CONSEGNA: Ricopia per intero il brano sul Bitter Campari, senza cambiare nemmeno una parola.
===== BRANO ESTRATTO
Un volume edito da Skira ripercorre la lunga, innovativa storia di comunicazione e il rapporto forte con il mondo del cinema dell’azienda dell’iconico Bitter che ora guarda avanti e usa, per omaggiare Fellini, l’intelligenza artificiale
La fede, un certo tipo di fede, si tramanda. Non parlo di quella religiosa che, anzi, viene spesso abbandonata dai figli. Parlo di una fede diversa, tipo quella nella squadra del cuore di tuo padre, nel mio caso l’Inter. O in un bitter, per esempio il Bitter Campari, anche quello il preferito di mio papà.
E sarà sicuramente un caso che mio marito fosse a sua volta un accanito tifoso nerazzurro. E un drogato di bitter Campari che scovava, pagandolo anche a carissimo prezzo, nei Paesi più distanti e esotici. Ma la sua passione veniva da ancora più lontano: suo nonno Enrico detto Paicco (contrazione di papà Enrico) aveva lavorato per molti anni come chimico alla Davide Campari. Lì aveva appreso la formula segreta che ancora oggi rende inconfondibile il bitter più famoso del mondo. Poi fece la più grande sciocchezza della sua vita: forte di quel segreto fondò una sua aziendina e si mise a produrre la copia conforme del prodotto originale. Ma gli andò malissimo: anche se identico nel sapore e nel colore (il rosso ambrato veniva e credo venga ancora dalla polvere di cocciniglia) il suo bitter, del quale non ricordo il nome, non era il Bitter Campari. Leggenda vuole che, comunque, una volta fallita l’azienda continuò a produrne una piccola quantità per uso famigliare, da cui la dipendenza di suo nipote nonché mio consorte.
==========
===== MATERIALE FORNITO
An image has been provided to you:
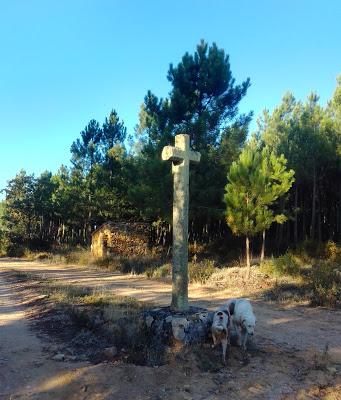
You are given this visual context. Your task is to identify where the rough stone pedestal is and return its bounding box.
[141,307,213,364]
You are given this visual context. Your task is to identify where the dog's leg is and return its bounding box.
[242,332,248,351]
[221,339,227,365]
[235,324,242,346]
[212,333,217,347]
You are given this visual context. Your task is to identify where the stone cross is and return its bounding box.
[162,134,200,311]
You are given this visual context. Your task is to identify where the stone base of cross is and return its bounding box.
[162,134,200,311]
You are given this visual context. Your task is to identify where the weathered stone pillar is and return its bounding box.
[162,134,200,311]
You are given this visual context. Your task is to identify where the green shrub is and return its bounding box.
[121,256,158,274]
[93,256,122,272]
[146,264,172,279]
[188,260,216,284]
[261,251,301,276]
[65,249,94,265]
[260,258,278,276]
[310,261,341,307]
[7,244,29,257]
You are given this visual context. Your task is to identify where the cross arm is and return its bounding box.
[161,146,201,163]
[161,146,185,162]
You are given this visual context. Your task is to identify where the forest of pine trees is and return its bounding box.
[0,41,341,260]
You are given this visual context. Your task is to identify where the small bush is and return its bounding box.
[261,252,301,276]
[121,256,159,274]
[260,258,277,276]
[188,260,216,284]
[93,256,122,272]
[65,249,94,265]
[7,244,29,257]
[310,261,341,307]
[146,264,172,279]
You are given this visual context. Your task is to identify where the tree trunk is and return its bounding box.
[245,236,251,279]
[260,229,265,263]
[294,185,298,247]
[310,165,316,240]
[317,191,322,243]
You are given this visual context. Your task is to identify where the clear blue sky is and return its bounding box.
[0,0,341,198]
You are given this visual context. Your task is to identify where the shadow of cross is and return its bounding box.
[162,134,200,311]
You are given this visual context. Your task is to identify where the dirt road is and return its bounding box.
[0,259,341,400]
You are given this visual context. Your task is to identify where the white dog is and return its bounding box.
[211,309,230,364]
[227,299,256,351]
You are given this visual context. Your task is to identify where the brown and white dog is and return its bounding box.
[211,309,231,364]
[226,299,256,352]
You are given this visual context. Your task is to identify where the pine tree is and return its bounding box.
[224,141,294,278]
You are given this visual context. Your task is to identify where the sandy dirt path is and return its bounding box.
[0,259,341,362]
[0,259,341,400]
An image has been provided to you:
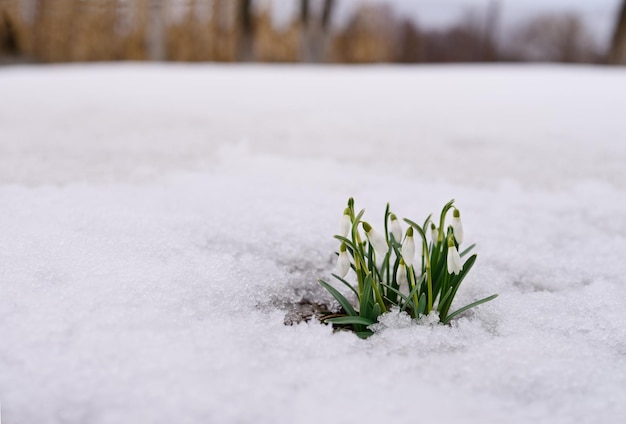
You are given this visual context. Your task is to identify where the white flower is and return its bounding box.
[339,208,352,237]
[389,214,402,243]
[430,222,439,246]
[452,209,463,244]
[447,238,463,275]
[402,227,415,266]
[396,259,409,295]
[335,243,350,278]
[363,221,389,256]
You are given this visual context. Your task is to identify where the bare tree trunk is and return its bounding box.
[147,0,165,61]
[608,0,626,65]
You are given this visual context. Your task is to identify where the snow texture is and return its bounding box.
[0,65,626,424]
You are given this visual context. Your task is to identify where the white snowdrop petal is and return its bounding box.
[447,246,463,275]
[339,213,352,237]
[367,228,389,256]
[402,236,415,266]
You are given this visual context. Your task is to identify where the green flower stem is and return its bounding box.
[404,219,432,315]
[437,199,454,246]
[407,265,419,318]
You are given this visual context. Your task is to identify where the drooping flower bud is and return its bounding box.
[339,208,352,237]
[335,243,350,278]
[447,237,463,275]
[452,209,463,244]
[402,227,415,266]
[430,222,439,246]
[363,221,389,256]
[389,214,402,243]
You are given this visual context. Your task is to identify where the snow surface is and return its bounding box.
[0,65,626,424]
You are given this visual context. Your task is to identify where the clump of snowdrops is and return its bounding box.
[319,198,498,338]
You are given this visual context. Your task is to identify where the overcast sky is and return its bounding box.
[354,0,621,43]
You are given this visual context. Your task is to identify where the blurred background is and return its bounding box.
[0,0,626,64]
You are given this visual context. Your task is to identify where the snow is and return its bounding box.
[0,64,626,424]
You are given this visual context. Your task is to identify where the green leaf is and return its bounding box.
[459,243,476,257]
[381,283,411,306]
[318,280,358,316]
[326,317,375,326]
[441,294,498,324]
[439,254,477,319]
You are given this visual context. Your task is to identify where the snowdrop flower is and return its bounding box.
[452,209,463,244]
[389,214,402,243]
[363,221,389,256]
[401,227,415,266]
[335,243,350,278]
[396,259,409,295]
[448,237,463,275]
[339,208,352,237]
[430,222,439,246]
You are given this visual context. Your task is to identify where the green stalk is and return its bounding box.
[407,265,419,318]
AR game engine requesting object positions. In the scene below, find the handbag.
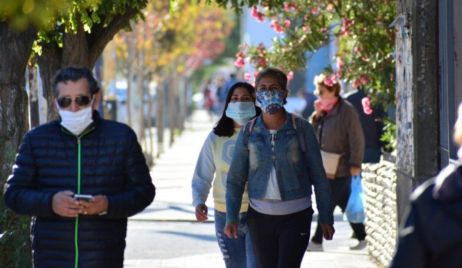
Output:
[345,176,366,223]
[321,150,342,180]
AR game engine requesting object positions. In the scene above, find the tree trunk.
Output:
[38,8,137,121]
[37,47,62,121]
[168,75,178,146]
[0,22,37,267]
[156,79,167,157]
[27,65,40,128]
[146,83,154,166]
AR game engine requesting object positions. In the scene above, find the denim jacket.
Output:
[226,113,333,224]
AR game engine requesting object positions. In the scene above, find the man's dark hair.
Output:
[213,82,261,137]
[52,67,99,96]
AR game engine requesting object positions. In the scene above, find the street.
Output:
[125,221,219,260]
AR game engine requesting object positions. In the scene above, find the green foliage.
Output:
[0,201,32,268]
[0,0,71,30]
[225,0,396,150]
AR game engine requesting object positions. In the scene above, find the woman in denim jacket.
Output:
[192,82,260,268]
[225,68,334,268]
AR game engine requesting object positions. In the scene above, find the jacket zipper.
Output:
[69,127,95,268]
[74,136,82,268]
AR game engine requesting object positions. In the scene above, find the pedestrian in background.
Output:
[343,88,384,163]
[390,104,462,268]
[192,82,260,268]
[4,67,155,268]
[308,71,366,251]
[225,68,334,268]
[216,73,238,113]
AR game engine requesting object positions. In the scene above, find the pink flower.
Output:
[359,74,369,85]
[311,7,319,15]
[234,57,245,69]
[284,2,297,12]
[271,20,284,33]
[352,79,361,88]
[323,75,337,87]
[361,97,373,114]
[336,57,345,71]
[287,71,294,81]
[340,19,354,35]
[250,6,265,22]
[326,3,334,12]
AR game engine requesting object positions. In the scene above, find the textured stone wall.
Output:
[362,159,398,267]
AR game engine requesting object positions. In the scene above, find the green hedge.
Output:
[0,196,32,268]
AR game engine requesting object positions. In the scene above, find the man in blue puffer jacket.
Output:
[390,104,462,268]
[4,67,155,268]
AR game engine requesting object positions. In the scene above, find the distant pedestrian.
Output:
[192,82,260,268]
[4,67,155,268]
[302,91,318,119]
[202,80,215,118]
[343,88,384,163]
[217,73,238,113]
[390,103,462,268]
[308,71,366,251]
[225,68,334,268]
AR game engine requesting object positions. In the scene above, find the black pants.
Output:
[311,177,366,244]
[247,207,313,268]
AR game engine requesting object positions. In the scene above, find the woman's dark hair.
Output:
[255,67,288,104]
[213,82,261,137]
[52,67,99,97]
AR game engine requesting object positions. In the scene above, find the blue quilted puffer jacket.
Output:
[4,112,155,268]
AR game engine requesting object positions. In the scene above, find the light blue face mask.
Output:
[257,90,284,114]
[225,102,256,126]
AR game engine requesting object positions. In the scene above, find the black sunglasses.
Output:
[58,96,91,108]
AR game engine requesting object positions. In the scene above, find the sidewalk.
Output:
[125,110,376,268]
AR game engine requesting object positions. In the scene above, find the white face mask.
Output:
[58,102,93,136]
[225,102,256,126]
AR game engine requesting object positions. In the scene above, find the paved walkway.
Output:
[125,110,376,268]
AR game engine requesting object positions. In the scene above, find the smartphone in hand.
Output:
==========
SOLUZIONE:
Un volume edito da Skira ripercorre la lunga, innovativa storia di comunicazione e il rapporto forte con il mondo del cinema dell’azienda dell’iconico Bitter che ora guarda avanti e usa, per omaggiare Fellini, l’intelligenza artificiale
La fede, un certo tipo di fede, si tramanda. Non parlo di quella religiosa che, anzi, viene spesso abbandonata dai figli. Parlo di una fede diversa, tipo quella nella squadra del cuore di tuo padre, nel mio caso l’Inter. O in un bitter, per esempio il Bitter Campari, anche quello il preferito di mio papà.
E sarà sicuramente un caso che mio marito fosse a sua volta un accanito tifoso nerazzurro. E un drogato di bitter Campari che scovava, pagandolo anche a carissimo prezzo, nei Paesi più distanti e esotici. Ma la sua passione veniva da ancora più lontano: suo nonno Enrico detto Paicco (contrazione di papà Enrico) aveva lavorato per molti anni come chimico alla Davide Campari. Lì aveva appreso la formula segreta che ancora oggi rende inconfondibile il bitter più famoso del mondo. Poi fece la più grande sciocchezza della sua vita: forte di quel segreto fondò una sua aziendina e si mise a produrre la copia conforme del prodotto originale. Ma gli andò malissimo: anche se identico nel sapore e nel colore (il rosso ambrato veniva e credo venga ancora dalla polvere di cocciniglia) il suo bitter, del quale non ricordo il nome, non era il Bitter Campari. Leggenda vuole che, comunque, una volta fallita l’azienda continuò a produrne una piccola quantità per uso famigliare, da cui la dipendenza di suo nipote nonché mio consorte.